**課題 A:** 以下のリストから、「of the cluster」を含む行に始まり、リストの最後の行で終わる範囲を、両端の行も含めて一字一句変えずに書き写せ。

**原文資料:**
<<<<

上記の記事では、具体的な成果物の状況や、勤怠状況などの客観的な情報などの事実を元に話をし、上司の意見や評価は、その事実とは分けて話をすることをお勧めした。しかし、上記のような相談を受ける場合は、そもそも、体調の悪い部下に事実を伝えることに慎重になっていることがよくある。今回は特にこの部分について掘り下げて考えてみたい。

体調が悪そうな部下に対して、さらに体調を悪化させるような言葉や対応を避けることは、当然のことだと思われる。場合によっては、上司が加害者と思われるかもしれない。だから、本人のミスや、仕事が滞っていることを伝えることをためらう気持ちも理解できる。
一方でメンタルヘルス不調になっている部下の立場からみるとどうだろうか?体調が悪化している背景は、仕事ばかりが理由ではないかもしれないが、自分自身の状況がどの程度仕事に影響しているかを的確に把握できていないかもしれない。仕事への影響よりも、他の人の迷惑をかけるとか、他人にどう見られるか、という方に意識がいき、自分自身の仕事を冷静に客観的にとらえられていないことが多いのではないだろうか。場合よっては、「問題ない」と思いたいがばかりに、現実から目を背けていると思われるケースもよく経験する。
このように、実際の状況と不調者本人の認識が乖離している状態が続くとどうなるだろうか?

>>>>

**課題 B:** 部下のメンタルヘルス不調を扱った上の文章によると、上記の記事では、事実とは分けて話をするよう勧めたのは何か。

**提供データ:**

<<<<

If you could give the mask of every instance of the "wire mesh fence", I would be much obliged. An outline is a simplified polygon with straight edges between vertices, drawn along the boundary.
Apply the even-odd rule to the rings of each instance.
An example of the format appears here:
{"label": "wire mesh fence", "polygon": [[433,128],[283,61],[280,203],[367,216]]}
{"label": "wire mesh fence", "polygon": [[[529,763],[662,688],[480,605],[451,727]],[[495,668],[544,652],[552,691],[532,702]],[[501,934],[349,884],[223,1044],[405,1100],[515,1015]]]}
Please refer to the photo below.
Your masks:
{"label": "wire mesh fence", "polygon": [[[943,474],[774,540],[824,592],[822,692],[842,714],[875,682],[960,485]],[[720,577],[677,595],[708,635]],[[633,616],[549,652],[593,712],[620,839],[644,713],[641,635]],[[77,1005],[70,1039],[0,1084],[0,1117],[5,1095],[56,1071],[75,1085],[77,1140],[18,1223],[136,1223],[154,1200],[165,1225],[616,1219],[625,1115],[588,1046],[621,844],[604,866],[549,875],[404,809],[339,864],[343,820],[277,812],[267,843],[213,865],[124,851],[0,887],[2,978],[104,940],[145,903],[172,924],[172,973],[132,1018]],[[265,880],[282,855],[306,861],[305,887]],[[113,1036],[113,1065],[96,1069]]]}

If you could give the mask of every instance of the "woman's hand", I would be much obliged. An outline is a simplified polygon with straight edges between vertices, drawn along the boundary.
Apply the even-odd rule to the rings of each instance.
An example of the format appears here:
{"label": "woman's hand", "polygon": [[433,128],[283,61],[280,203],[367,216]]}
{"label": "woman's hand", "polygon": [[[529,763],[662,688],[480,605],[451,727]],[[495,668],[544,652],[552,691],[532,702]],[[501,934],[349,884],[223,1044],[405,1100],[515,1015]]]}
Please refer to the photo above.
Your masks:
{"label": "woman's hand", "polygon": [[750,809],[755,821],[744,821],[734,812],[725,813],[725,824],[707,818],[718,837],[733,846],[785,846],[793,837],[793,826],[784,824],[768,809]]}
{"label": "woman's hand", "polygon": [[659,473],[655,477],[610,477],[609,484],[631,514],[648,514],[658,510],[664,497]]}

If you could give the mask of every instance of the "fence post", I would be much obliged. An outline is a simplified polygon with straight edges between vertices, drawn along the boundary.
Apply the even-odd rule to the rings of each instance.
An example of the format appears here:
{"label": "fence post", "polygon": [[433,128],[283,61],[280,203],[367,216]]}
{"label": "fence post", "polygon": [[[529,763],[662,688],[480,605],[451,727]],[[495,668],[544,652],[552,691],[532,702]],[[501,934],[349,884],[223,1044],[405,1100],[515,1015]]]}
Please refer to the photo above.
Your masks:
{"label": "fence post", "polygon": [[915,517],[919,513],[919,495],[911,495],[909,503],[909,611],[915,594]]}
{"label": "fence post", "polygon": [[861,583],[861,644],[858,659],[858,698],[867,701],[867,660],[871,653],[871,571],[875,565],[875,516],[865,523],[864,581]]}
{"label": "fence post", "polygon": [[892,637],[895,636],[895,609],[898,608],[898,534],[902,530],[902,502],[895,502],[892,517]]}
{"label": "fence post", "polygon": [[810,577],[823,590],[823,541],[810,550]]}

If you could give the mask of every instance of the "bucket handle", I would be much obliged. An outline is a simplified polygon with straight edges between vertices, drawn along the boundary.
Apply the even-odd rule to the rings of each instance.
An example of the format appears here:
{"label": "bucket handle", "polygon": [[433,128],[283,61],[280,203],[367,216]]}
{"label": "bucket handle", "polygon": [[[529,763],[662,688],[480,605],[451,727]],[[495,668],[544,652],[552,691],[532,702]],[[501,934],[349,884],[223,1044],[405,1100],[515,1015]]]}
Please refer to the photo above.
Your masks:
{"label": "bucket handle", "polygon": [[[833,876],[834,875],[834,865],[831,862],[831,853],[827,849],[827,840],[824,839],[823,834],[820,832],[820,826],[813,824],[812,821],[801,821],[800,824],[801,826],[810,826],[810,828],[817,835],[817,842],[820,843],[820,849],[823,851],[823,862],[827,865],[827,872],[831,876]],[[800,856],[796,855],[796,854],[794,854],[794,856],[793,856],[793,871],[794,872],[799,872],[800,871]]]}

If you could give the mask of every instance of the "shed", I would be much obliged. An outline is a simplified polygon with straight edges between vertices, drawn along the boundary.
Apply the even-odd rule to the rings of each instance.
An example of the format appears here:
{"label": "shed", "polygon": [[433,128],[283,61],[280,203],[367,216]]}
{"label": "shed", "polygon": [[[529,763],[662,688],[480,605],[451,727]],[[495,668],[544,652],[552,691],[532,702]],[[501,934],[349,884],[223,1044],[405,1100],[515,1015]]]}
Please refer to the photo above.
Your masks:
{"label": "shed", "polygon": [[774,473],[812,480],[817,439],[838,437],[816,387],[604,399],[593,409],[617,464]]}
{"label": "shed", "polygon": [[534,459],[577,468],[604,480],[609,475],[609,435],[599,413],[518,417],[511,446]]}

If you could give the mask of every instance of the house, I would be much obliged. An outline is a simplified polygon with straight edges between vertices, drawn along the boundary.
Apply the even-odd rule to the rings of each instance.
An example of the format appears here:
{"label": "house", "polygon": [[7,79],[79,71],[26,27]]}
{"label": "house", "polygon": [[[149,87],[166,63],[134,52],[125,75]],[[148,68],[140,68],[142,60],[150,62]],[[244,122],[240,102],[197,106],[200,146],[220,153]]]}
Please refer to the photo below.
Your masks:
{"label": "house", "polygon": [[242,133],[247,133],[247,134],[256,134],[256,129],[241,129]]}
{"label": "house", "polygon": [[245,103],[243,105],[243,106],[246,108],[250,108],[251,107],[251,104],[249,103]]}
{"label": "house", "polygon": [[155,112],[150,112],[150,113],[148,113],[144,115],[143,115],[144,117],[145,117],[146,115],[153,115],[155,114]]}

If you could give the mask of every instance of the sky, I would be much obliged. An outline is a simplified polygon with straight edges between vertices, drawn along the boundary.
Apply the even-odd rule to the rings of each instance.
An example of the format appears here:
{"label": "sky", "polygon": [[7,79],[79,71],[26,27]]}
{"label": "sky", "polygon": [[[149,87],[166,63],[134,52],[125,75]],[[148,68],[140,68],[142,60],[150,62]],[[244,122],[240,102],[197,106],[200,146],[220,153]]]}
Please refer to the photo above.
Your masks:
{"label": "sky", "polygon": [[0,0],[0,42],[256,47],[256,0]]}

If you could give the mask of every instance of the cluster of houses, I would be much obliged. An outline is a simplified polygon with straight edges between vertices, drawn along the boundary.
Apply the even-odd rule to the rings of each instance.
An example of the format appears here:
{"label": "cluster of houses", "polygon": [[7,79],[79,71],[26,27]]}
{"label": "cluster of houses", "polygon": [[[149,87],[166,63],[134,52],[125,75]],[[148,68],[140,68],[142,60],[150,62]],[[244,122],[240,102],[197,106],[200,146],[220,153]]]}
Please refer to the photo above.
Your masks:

>>>>

**最終回答 A:**
If you could give the mask of every instance of the cluster of houses, I would be much obliged. An outline is a simplified polygon with straight edges between vertices, drawn along the boundary.
Apply the even-odd rule to the rings of each instance.
An example of the format appears here:
{"label": "cluster of houses", "polygon": [[7,79],[79,71],[26,27]]}
{"label": "cluster of houses", "polygon": [[[149,87],[166,63],[134,52],[125,75]],[[148,68],[140,68],[142,60],[150,62]],[[244,122],[240,102],[197,106],[200,146],[220,153]]]}
Please refer to the photo above.
Your masks:

**最終回答 B:** 上司の意見や評価。